Task details — Extract every line of the listing that contains the word "stork".

(Saved data entries)
Begin
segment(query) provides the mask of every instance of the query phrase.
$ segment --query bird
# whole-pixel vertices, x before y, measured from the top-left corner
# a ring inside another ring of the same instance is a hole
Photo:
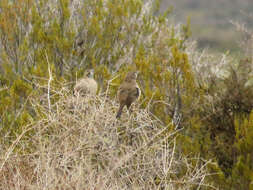
[[[85,76],[77,81],[74,87],[75,96],[86,96],[88,94],[95,96],[98,85],[93,78],[94,71],[92,69],[85,72]]]
[[[138,72],[136,71],[128,72],[125,79],[119,86],[117,97],[120,106],[116,115],[117,119],[120,118],[124,106],[127,106],[127,109],[131,111],[131,104],[136,101],[141,95],[141,90],[136,82],[137,76]]]

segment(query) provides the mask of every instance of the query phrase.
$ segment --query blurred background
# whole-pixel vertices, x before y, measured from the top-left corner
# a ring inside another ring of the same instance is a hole
[[[240,32],[232,23],[253,28],[252,0],[162,0],[161,11],[173,8],[175,23],[191,21],[192,38],[199,48],[237,53]]]

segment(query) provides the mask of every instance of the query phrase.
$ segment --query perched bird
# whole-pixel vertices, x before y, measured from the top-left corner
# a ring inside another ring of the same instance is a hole
[[[74,87],[75,96],[85,96],[87,94],[96,95],[97,93],[97,82],[93,78],[94,71],[88,70],[85,77],[77,81]]]
[[[140,88],[136,82],[137,75],[138,72],[131,71],[127,73],[126,78],[119,86],[117,96],[120,103],[120,107],[116,118],[120,118],[124,106],[127,106],[127,109],[131,111],[129,109],[131,104],[141,95]]]

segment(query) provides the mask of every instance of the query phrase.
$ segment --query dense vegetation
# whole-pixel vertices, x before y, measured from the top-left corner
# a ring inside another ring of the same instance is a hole
[[[253,189],[252,39],[206,54],[158,5],[0,2],[1,187]],[[78,99],[90,68],[98,96]],[[129,70],[142,96],[117,121]]]

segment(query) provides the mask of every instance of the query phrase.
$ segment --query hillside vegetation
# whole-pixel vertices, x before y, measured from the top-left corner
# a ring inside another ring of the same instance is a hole
[[[210,55],[158,9],[0,2],[0,188],[253,188],[252,39],[240,61]],[[88,69],[97,95],[73,95]],[[131,70],[142,96],[117,120]]]
[[[176,22],[185,22],[190,17],[192,37],[200,48],[209,48],[212,52],[239,54],[241,38],[235,23],[253,28],[253,3],[251,0],[162,0],[161,11],[173,6]]]

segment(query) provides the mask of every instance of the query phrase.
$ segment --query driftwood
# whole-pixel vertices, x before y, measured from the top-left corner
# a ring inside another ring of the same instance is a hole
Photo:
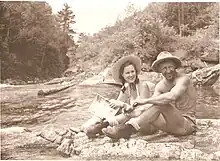
[[[65,86],[62,86],[62,87],[57,87],[57,88],[51,88],[51,89],[45,89],[45,90],[39,90],[38,91],[38,96],[47,96],[47,95],[50,95],[50,94],[54,94],[54,93],[57,93],[57,92],[60,92],[60,91],[63,91],[69,87],[72,87],[74,86],[75,84],[71,83],[69,85],[65,85]]]

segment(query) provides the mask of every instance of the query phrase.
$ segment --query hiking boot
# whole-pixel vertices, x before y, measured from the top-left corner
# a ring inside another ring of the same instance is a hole
[[[101,122],[97,122],[94,125],[91,125],[86,129],[86,135],[89,138],[95,138],[97,134],[102,135],[102,129],[106,128],[109,125],[108,121],[104,120]]]
[[[102,129],[104,135],[112,139],[129,139],[133,133],[136,133],[136,129],[132,125],[120,124],[115,127],[107,127]]]

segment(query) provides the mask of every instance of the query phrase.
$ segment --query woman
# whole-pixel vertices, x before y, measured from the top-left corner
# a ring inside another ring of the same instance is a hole
[[[86,130],[86,134],[89,137],[94,137],[97,133],[101,134],[102,128],[106,128],[108,125],[114,126],[118,124],[124,124],[131,117],[129,114],[133,109],[130,106],[137,98],[148,98],[150,96],[150,90],[148,84],[144,81],[140,81],[138,75],[141,71],[141,60],[137,56],[125,56],[116,62],[112,68],[113,79],[117,83],[122,84],[122,88],[117,100],[110,100],[110,106],[112,108],[122,109],[121,113],[111,121],[97,122],[95,125],[89,127]],[[134,115],[140,115],[141,109],[132,112]],[[150,125],[149,125],[150,126]],[[146,129],[151,129],[148,127]],[[148,131],[145,131],[148,133]]]

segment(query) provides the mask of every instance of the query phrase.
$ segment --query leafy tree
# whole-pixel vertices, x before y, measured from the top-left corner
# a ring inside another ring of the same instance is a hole
[[[64,8],[58,12],[57,21],[60,23],[60,26],[63,32],[67,32],[68,34],[75,34],[76,32],[71,28],[71,24],[75,24],[76,21],[75,15],[71,10],[71,7],[65,3]]]
[[[48,79],[68,66],[74,44],[45,2],[0,2],[1,79]],[[68,38],[71,41],[64,41]]]

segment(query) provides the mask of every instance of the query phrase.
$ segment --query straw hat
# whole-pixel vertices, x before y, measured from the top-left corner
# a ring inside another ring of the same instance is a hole
[[[121,82],[119,78],[120,76],[119,70],[121,66],[127,61],[130,61],[132,64],[135,65],[135,68],[137,69],[137,75],[141,72],[141,59],[139,57],[134,55],[122,57],[112,67],[112,77],[116,82]]]
[[[181,61],[178,57],[173,56],[171,53],[169,53],[167,51],[163,51],[157,56],[157,59],[153,62],[152,66],[151,66],[152,69],[155,72],[159,73],[158,66],[161,62],[163,62],[165,60],[172,60],[176,64],[176,68],[181,67]]]

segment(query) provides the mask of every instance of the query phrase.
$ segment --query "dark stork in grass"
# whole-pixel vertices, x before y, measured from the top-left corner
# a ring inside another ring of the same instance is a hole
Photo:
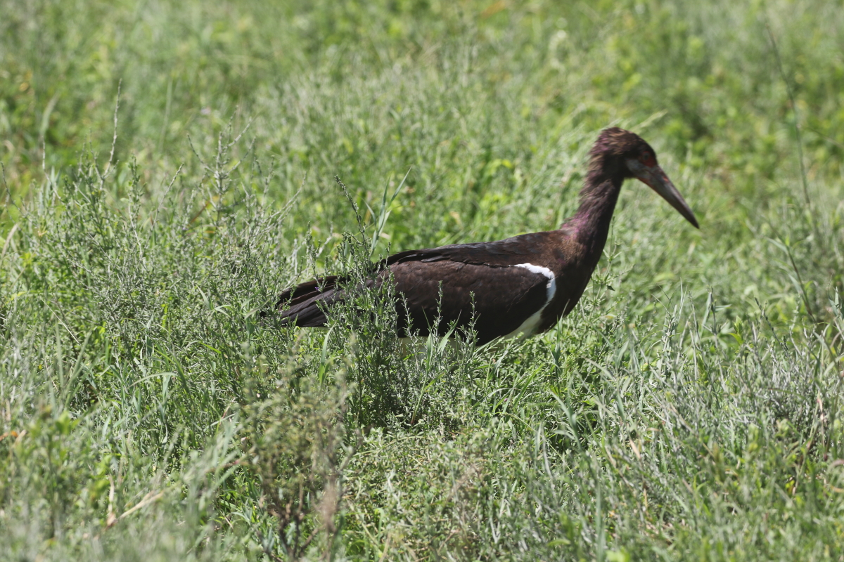
[[[497,242],[449,244],[395,254],[368,284],[395,284],[400,336],[446,334],[454,323],[472,326],[478,345],[529,337],[554,326],[574,308],[601,258],[621,184],[636,178],[662,195],[695,227],[691,209],[641,136],[612,127],[589,153],[589,172],[577,212],[560,227]],[[284,292],[283,321],[324,326],[343,299],[343,279],[329,276]]]

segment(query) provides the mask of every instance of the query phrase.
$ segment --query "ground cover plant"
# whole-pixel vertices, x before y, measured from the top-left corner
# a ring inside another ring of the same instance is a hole
[[[841,8],[3,0],[0,559],[842,559]],[[701,229],[628,183],[550,332],[266,313],[610,125]]]

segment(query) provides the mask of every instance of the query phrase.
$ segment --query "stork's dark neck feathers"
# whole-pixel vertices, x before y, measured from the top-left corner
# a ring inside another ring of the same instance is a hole
[[[589,171],[580,192],[580,206],[562,228],[569,230],[587,252],[587,261],[597,265],[609,233],[609,223],[626,175],[610,129],[598,137],[590,151]]]

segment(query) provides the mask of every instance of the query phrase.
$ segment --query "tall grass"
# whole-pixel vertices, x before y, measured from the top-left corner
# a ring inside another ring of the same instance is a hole
[[[839,559],[840,8],[5,2],[0,558]],[[555,227],[610,124],[702,229],[625,185],[548,334],[266,314]]]

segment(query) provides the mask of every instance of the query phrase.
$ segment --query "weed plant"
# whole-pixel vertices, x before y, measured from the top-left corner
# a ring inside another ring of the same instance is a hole
[[[844,558],[840,3],[0,14],[0,559]],[[556,227],[609,125],[701,230],[629,183],[554,329],[397,338],[373,263]]]

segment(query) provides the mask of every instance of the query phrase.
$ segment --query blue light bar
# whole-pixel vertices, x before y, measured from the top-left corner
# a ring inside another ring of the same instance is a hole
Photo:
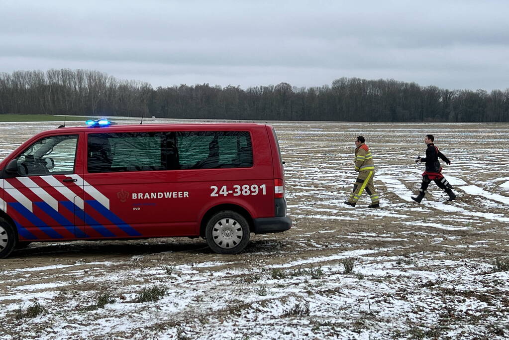
[[[85,124],[89,127],[105,127],[116,123],[114,122],[110,122],[106,118],[101,118],[95,120],[87,121],[85,122]]]

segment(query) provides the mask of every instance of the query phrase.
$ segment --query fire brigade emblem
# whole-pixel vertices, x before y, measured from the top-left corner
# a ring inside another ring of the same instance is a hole
[[[117,197],[118,197],[119,200],[122,203],[127,201],[128,196],[129,196],[129,192],[124,191],[123,189],[117,193]]]

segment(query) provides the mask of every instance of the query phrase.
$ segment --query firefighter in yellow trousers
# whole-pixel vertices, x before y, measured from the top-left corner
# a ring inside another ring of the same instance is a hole
[[[353,192],[345,203],[355,207],[365,189],[371,199],[371,204],[367,207],[380,208],[380,199],[373,185],[375,164],[369,148],[364,144],[365,141],[362,136],[359,136],[355,139],[355,146],[357,147],[355,149],[355,171],[359,172],[359,176],[353,185]]]

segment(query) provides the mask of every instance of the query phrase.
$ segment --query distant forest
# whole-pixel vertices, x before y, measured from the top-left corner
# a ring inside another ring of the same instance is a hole
[[[340,78],[320,87],[286,82],[153,89],[86,70],[0,73],[0,114],[367,122],[509,122],[509,89],[449,90],[393,79]]]

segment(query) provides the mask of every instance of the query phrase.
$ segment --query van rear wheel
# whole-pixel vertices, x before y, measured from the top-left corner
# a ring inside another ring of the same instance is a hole
[[[0,217],[0,259],[9,256],[16,246],[16,238],[12,225]]]
[[[249,226],[240,214],[226,210],[210,218],[205,229],[207,244],[219,254],[238,254],[249,242]]]

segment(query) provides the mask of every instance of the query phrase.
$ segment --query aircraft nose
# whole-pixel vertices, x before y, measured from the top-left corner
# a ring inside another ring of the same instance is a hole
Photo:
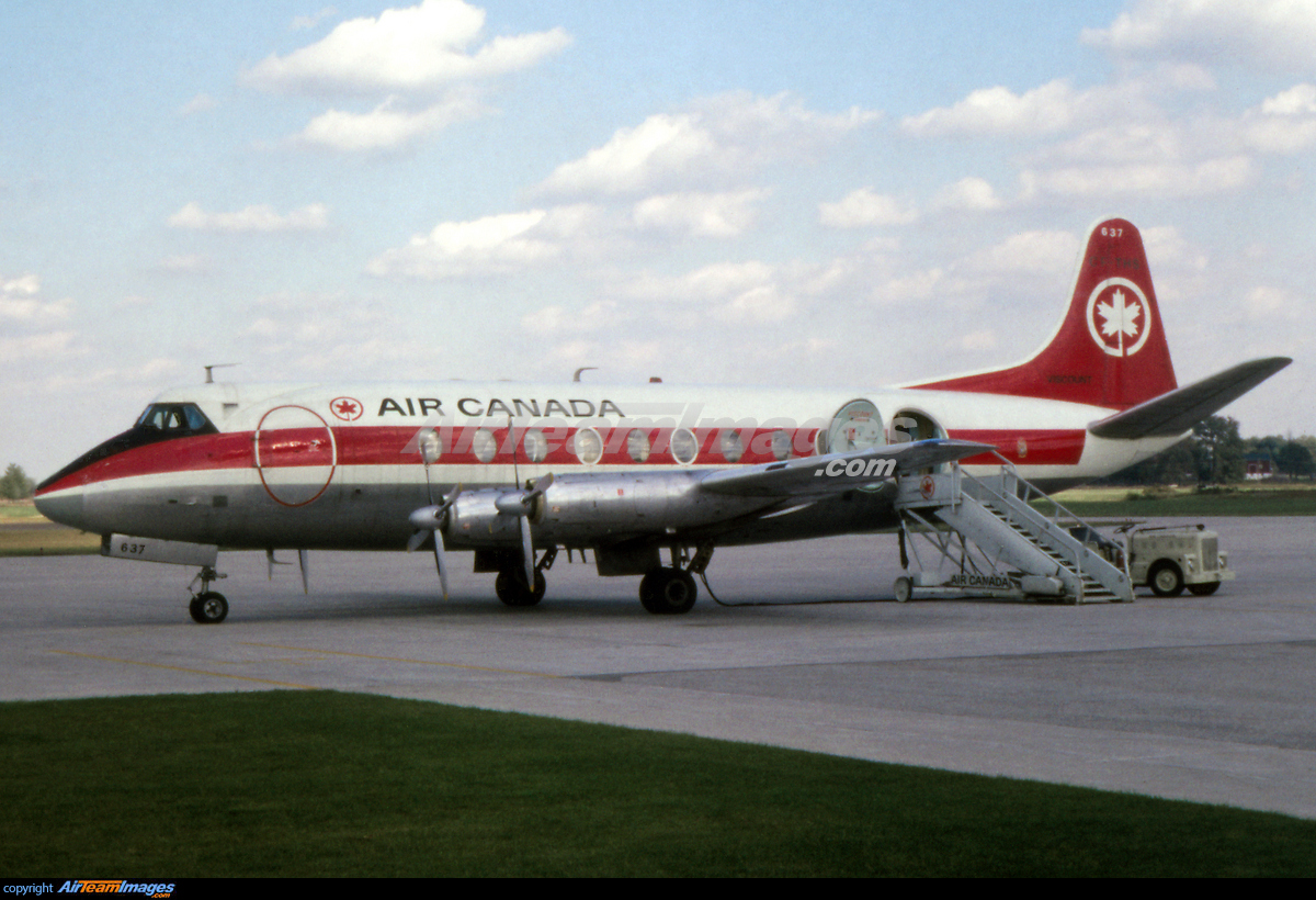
End
Correct output —
$ segment --query "dark stork in grass"
$ segment --query "stork's dark neck feathers"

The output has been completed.